▸ Metin parçası:
------------------------------------------------------------------------
NOVUS ORDO = YENİ DÜZEN

 

Latince derslerine devam “Novus Ordo” tercümesi yeni düzen… Evet, yeni düzen geldi daha doğrusu yürürlüğe girdi. 6102 sayılı Ticaret Kanunu 01.07.2012 tarihinden itibaren genel olarak aktif hale geldi.

 

Normalde bir yerde kaos meydana geldikten sonra yeni bir düzen kurulur ve kaosa son verilir. Gerçi bizde eski ticaret kanunun pek kaos getirdiği söylenemez (Ancak yaptırımları yoktu, denetim konusunda yetersiz hükümleri vardı v.s.) Bunlara çözüm bulacaktı yeni ticaret kanunu…

 

Her şey tam tersine oldu yeni düzen eksiklikleri gidereceğine tam tersine bir kaos yarattı. Kanunu kabul edip onaylayanlar bile “Biz ne yaptık, buradaki yanlışları hemen düzelteceğiz” gibi bir takım söylemler ile belli menfaat gruplarına yaranmak için yarışa girdiler.

 

Ve sonuç 6335 sayılı kanun 26 Haziran 2012 tarihinde kabul edildi. Amaç 6102 sayılı kanunda ticari yaşamı olumsuz etkileyecek ve gerçek hayatta uygulanmasında zorluk olan bazı maddelerin tekrar gözden geçirilerek düzeltilmesi. Evet bazı kısımların daha mantıklı bir hale getirilmesi gerektiğini baştan beri herkes söylüyordu.(Bende dahil)

 

Ama vur deyince öldüren bir anlayışa sahibiz malum. Bizce düzeltilmesi gereken maddelerin yanında hiçbir şekilde kıpırdatılmaması gereken maddeler de nedense değişti.

           

            Örneğin fatura ve benzeri evrakın üzerine yazılması gereken bilgiler mantıklı şekle sokuldu. Ticaret kanunun düzeltilmiş 39.  Maddesine baktığımız zaman bunun sicil numarası, ticaret unvanı, İşletmenin merkezi ile tescil edilen internet sitesinin adresi (Sadece internet sitesi oluşturma yükümlülüğüne tabi olanlar için) bulunmasının yeterli olduğu yazıyor. Ayrıca bu yükümlülüğünde 01.01.2014 tarihinden başlayacağı belirtilmiş olmasından dolayı herhangi bir sıkıntımız da olmayacak.
------------------------------------------------------------------------
▸ Satırlar:
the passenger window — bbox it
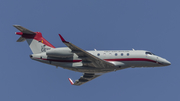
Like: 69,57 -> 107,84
146,52 -> 153,55
121,53 -> 123,56
97,53 -> 100,56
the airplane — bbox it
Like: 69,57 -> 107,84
13,25 -> 171,86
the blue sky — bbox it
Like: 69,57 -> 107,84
0,0 -> 180,101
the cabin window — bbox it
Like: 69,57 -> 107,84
121,53 -> 123,56
97,53 -> 100,56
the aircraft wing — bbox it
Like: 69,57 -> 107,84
59,34 -> 115,68
68,73 -> 102,86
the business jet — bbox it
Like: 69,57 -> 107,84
13,25 -> 171,86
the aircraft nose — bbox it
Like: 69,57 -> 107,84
159,58 -> 171,66
164,60 -> 171,66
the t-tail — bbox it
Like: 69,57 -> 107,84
13,25 -> 55,54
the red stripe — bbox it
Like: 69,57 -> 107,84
104,58 -> 156,62
38,58 -> 82,62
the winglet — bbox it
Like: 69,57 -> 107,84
68,78 -> 74,85
59,34 -> 69,43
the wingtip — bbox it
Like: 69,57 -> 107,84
68,78 -> 74,85
13,25 -> 20,27
59,34 -> 68,43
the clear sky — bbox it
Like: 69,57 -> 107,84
0,0 -> 180,101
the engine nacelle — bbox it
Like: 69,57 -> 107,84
46,47 -> 73,58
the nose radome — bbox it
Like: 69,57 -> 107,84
158,57 -> 171,66
164,60 -> 171,66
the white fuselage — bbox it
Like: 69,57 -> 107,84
30,47 -> 171,73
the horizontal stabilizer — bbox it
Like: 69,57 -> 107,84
13,25 -> 36,34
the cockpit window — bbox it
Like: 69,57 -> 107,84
146,52 -> 154,55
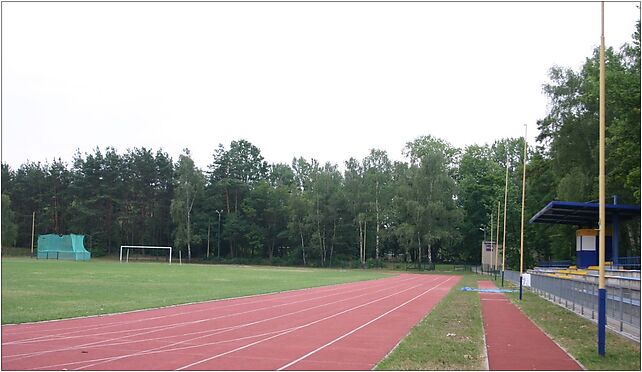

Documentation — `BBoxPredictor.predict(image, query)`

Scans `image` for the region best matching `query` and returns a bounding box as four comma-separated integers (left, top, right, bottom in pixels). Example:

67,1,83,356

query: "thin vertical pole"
495,202,501,271
489,212,496,270
502,153,508,287
597,2,606,356
31,212,36,257
519,124,528,300
207,221,212,257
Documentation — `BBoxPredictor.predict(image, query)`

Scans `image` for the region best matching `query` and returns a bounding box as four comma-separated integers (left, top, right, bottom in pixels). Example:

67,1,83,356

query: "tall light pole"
495,201,501,279
597,1,606,356
216,209,223,259
519,124,528,301
479,227,486,273
502,153,508,287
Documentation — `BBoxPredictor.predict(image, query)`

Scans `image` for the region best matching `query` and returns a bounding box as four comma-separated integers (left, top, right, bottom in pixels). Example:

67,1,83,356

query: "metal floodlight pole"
31,212,36,257
495,201,501,279
519,124,528,301
488,212,495,269
502,153,508,287
597,2,606,356
205,220,212,258
479,227,486,272
216,209,223,258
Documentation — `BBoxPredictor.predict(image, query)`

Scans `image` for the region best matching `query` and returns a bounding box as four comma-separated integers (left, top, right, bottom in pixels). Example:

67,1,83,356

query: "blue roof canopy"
528,201,640,227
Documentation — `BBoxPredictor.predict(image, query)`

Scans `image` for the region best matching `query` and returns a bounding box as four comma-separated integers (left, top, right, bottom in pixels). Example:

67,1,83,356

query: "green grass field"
2,257,386,324
2,257,640,370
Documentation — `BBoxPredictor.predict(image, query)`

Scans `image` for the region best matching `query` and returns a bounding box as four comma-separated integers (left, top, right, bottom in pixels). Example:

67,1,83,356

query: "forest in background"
1,21,640,268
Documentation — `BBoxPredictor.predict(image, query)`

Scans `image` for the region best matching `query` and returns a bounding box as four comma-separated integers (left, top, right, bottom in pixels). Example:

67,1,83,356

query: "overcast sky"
2,2,639,169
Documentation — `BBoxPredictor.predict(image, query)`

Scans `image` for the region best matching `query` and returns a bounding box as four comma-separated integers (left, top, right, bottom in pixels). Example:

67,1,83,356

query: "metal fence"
528,273,640,339
617,256,640,270
504,270,519,286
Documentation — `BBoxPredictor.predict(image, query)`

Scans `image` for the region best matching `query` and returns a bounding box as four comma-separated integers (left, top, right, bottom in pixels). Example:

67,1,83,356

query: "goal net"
120,245,172,264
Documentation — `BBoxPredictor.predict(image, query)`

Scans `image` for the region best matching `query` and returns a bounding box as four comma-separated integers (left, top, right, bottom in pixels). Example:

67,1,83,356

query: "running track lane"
478,280,582,371
2,274,460,370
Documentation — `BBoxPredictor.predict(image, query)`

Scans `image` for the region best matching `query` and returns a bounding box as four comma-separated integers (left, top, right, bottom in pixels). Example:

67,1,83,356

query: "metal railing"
617,256,640,270
504,270,519,286
528,272,640,341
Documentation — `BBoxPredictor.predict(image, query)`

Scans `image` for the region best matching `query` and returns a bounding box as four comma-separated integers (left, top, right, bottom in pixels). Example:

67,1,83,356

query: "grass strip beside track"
376,271,486,370
498,277,640,371
2,258,387,324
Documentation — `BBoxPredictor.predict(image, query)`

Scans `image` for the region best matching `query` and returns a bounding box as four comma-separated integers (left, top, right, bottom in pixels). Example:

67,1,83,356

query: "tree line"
2,21,640,267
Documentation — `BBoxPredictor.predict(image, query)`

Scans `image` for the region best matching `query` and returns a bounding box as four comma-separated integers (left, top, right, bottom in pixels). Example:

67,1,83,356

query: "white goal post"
120,245,172,265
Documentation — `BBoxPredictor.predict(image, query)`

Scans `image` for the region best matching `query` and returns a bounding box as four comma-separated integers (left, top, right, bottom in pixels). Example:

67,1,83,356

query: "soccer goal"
120,245,172,265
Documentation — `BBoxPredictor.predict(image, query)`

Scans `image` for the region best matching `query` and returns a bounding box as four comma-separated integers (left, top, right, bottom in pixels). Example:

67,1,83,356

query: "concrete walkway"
478,280,582,371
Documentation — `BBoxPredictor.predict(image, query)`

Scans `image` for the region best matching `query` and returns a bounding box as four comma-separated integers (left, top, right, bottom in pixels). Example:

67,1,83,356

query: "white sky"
2,2,639,169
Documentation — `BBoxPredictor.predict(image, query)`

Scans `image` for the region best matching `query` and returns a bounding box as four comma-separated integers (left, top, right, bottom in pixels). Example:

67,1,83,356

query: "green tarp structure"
38,234,91,261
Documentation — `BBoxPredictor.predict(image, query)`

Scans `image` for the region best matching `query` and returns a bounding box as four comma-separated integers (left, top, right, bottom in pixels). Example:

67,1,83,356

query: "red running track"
478,280,582,371
2,274,460,370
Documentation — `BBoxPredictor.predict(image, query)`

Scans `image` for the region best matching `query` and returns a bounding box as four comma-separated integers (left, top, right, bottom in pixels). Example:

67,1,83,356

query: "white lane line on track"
18,278,430,369
277,278,453,371
2,276,401,346
75,278,432,370
2,279,408,346
4,278,412,361
2,274,396,334
176,274,440,371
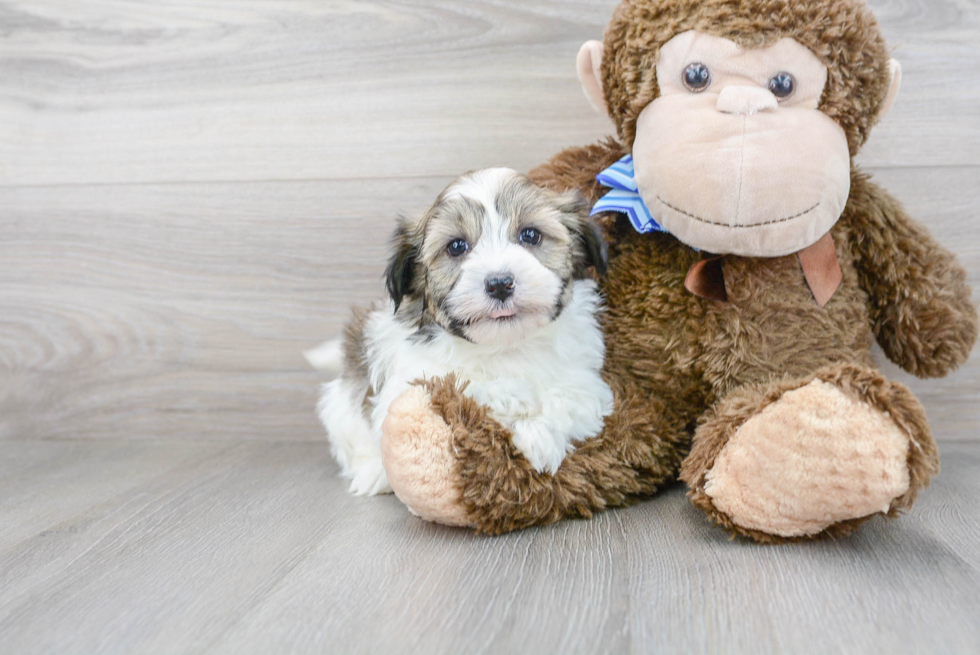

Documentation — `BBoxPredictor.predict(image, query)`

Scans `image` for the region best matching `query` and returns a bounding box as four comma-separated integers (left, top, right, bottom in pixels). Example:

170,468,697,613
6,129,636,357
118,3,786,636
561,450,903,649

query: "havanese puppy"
307,168,613,495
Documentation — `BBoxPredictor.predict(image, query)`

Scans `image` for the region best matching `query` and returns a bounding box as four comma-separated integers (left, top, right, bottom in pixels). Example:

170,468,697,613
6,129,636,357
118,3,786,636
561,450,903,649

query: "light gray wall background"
0,0,980,440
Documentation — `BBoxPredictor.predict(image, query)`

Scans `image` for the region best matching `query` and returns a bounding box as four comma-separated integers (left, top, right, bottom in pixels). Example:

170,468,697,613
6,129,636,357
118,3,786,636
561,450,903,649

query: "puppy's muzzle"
483,275,514,302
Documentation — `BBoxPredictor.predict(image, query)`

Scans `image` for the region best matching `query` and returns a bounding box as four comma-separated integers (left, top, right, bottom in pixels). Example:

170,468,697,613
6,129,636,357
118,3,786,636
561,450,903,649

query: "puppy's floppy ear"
559,191,609,278
385,217,419,312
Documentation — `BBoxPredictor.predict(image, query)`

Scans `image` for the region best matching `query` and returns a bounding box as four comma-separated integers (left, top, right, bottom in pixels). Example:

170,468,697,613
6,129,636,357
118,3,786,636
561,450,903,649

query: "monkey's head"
578,0,901,257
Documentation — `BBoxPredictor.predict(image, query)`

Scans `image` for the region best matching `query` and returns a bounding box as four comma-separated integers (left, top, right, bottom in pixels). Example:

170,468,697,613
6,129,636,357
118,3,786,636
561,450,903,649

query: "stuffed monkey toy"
382,0,977,543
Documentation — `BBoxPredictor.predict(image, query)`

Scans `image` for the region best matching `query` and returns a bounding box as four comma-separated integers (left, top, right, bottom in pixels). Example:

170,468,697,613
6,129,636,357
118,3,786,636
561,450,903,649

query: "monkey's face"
633,31,851,257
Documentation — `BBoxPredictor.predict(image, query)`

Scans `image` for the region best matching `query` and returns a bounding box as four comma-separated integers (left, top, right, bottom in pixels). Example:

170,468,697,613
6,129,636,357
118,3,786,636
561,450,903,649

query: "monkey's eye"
769,73,796,100
521,227,541,246
684,62,711,93
446,239,470,257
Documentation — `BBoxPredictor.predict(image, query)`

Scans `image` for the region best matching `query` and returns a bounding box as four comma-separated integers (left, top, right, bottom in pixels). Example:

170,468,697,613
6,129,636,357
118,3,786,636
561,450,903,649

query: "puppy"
307,168,613,495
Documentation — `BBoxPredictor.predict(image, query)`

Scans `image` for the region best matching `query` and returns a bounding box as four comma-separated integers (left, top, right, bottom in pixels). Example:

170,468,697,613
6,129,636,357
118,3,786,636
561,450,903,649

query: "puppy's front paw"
466,378,541,427
512,420,571,474
348,455,391,496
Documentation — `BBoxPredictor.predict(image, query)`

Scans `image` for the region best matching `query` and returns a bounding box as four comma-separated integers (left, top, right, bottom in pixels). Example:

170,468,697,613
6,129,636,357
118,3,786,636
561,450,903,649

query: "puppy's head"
387,168,606,343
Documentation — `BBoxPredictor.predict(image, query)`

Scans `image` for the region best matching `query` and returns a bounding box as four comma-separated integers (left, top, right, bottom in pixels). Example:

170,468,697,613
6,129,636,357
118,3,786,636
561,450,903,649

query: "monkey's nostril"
717,85,779,116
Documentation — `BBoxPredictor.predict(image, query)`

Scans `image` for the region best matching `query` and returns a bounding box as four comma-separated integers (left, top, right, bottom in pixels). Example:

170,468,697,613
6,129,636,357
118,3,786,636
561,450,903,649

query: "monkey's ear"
876,59,902,121
561,191,609,278
385,219,419,312
575,41,609,116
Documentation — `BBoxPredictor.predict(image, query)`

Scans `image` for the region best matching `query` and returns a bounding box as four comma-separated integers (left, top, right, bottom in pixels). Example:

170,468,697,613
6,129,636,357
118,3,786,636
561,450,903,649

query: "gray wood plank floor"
0,0,980,653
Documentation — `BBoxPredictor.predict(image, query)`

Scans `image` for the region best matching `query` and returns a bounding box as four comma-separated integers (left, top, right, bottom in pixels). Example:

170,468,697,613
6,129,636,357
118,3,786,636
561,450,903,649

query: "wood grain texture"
0,441,980,653
0,0,980,185
0,168,980,440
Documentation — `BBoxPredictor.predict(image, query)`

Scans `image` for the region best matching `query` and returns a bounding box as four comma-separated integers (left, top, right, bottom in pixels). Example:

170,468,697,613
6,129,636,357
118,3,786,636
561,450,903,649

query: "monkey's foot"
681,366,938,542
381,386,475,527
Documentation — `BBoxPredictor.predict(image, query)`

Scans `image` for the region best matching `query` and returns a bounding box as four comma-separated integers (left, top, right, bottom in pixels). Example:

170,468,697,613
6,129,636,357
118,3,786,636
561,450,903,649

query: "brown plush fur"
378,0,978,543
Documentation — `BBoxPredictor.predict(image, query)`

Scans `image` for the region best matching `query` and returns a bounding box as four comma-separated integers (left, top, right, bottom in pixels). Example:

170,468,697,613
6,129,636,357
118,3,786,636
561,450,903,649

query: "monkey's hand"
845,173,977,378
381,375,680,534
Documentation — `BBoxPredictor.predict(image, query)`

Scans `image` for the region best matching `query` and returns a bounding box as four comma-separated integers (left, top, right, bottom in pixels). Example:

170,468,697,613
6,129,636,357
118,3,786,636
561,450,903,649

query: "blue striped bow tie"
592,155,667,234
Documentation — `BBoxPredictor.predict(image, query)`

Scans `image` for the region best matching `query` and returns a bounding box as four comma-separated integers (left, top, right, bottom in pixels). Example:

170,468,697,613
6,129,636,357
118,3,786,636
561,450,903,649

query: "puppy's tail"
303,339,344,375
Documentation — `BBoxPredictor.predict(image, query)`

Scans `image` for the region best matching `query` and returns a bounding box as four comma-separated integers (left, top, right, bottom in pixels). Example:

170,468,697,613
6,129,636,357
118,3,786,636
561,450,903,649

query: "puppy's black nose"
483,275,514,301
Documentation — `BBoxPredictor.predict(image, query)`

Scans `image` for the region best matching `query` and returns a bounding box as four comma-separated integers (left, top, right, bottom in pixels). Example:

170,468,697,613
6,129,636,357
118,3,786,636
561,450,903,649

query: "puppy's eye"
521,227,541,246
684,62,711,93
769,73,796,100
446,239,470,257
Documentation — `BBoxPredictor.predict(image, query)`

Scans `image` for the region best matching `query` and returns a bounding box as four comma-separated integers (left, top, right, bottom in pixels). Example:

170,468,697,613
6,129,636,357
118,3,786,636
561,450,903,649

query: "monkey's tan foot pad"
703,379,911,538
381,386,475,527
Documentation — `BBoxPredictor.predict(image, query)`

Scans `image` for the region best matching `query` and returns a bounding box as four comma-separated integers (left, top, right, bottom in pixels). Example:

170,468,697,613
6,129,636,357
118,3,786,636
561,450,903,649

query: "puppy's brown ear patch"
560,191,609,278
385,217,419,312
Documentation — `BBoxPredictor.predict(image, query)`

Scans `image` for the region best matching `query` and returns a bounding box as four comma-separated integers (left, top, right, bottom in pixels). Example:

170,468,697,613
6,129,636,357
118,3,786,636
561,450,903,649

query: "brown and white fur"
307,168,613,495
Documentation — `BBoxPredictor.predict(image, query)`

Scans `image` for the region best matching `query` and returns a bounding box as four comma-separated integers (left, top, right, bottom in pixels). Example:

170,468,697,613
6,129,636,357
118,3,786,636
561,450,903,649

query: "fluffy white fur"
318,169,613,495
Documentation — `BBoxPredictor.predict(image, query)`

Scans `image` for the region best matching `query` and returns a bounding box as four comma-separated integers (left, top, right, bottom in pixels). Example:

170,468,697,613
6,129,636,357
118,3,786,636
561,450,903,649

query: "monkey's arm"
382,376,685,534
845,172,977,377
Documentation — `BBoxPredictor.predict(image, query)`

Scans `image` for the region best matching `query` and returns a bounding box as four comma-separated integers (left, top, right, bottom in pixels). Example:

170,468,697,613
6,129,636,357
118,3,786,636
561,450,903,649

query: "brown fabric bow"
684,232,844,307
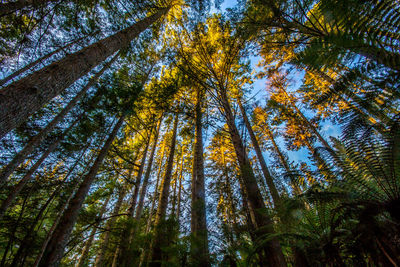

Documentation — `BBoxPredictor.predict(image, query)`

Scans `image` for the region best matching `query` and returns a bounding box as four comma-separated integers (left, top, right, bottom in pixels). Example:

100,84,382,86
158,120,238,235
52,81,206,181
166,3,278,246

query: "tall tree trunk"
0,186,31,267
118,140,150,267
0,116,81,220
11,165,67,266
39,116,125,266
0,7,169,138
220,91,286,267
0,0,60,17
139,137,169,267
237,98,281,206
176,155,185,220
33,144,95,267
190,89,210,267
76,194,111,267
94,188,126,267
0,53,119,185
135,120,162,221
150,113,179,266
0,33,93,86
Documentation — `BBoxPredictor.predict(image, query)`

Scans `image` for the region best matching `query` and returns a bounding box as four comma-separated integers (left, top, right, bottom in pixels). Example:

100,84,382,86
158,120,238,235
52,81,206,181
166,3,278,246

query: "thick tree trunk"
0,0,60,17
135,120,162,221
76,194,111,267
0,8,169,138
237,98,281,206
176,155,185,220
39,116,124,266
190,89,210,267
0,53,119,185
150,113,179,267
11,168,67,266
0,118,80,220
94,188,126,267
0,33,88,86
220,90,286,267
33,145,94,267
118,140,150,267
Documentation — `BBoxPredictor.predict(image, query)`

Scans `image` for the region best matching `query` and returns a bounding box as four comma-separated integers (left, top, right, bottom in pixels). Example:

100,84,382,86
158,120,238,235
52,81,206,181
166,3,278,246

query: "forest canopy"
0,0,400,267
------------------------------------------------------------------------
▸ İstenenler:
1) Şu ifadeler metin parçasıyla uyuşuyor mu? Her birine evet ya da hayır deyin ve karar veren sözleri metinden aynen aktarın. (a) 6335 sayılı kanun 26 Haziran 2012'de kabul edildi. (b) Yazara göre eski ticaret kanununun denetimle ilgili hükümleri yeterliydi. (c) Düzeltilmiş 39. maddeye göre internet sitesi adresinin bulunması herkes için gereklidir.
2) Metin parçasından bir bölümü aynen alıntılayın: "Ve sonuç 6335" sözlerinin geçtiği yerden başlayın, "de nedense değişti." sözlerinden sonra bırakın.

▸ Cevaplar:
1)
(a) Evet: "6335 sayılı kanun 26 Haziran 2012 tarihinde kabul edildi."
(b) Hayır: "denetim konusunda yetersiz hükümleri vardı"
(c) Hayır: "(Sadece internet sitesi oluşturma yükümlülüğüne tabi olanlar için)"

2)
Ve sonuç 6335 sayılı kanun 26 Haziran 2012 tarihinde kabul edildi. Amaç 6102 sayılı kanunda ticari yaşamı olumsuz etkileyecek ve gerçek hayatta uygulanmasında zorluk olan bazı maddelerin tekrar gözden geçirilerek düzeltilmesi. Evet bazı kısımların daha mantıklı bir hale getirilmesi gerektiğini baştan beri herkes söylüyordu.(Bende dahil)

 

Ama vur deyince öldüren bir anlayışa sahibiz malum. Bizce düzeltilmesi gereken maddelerin yanında hiçbir şekilde kıpırdatılmaması gereken maddeler de nedense değişti.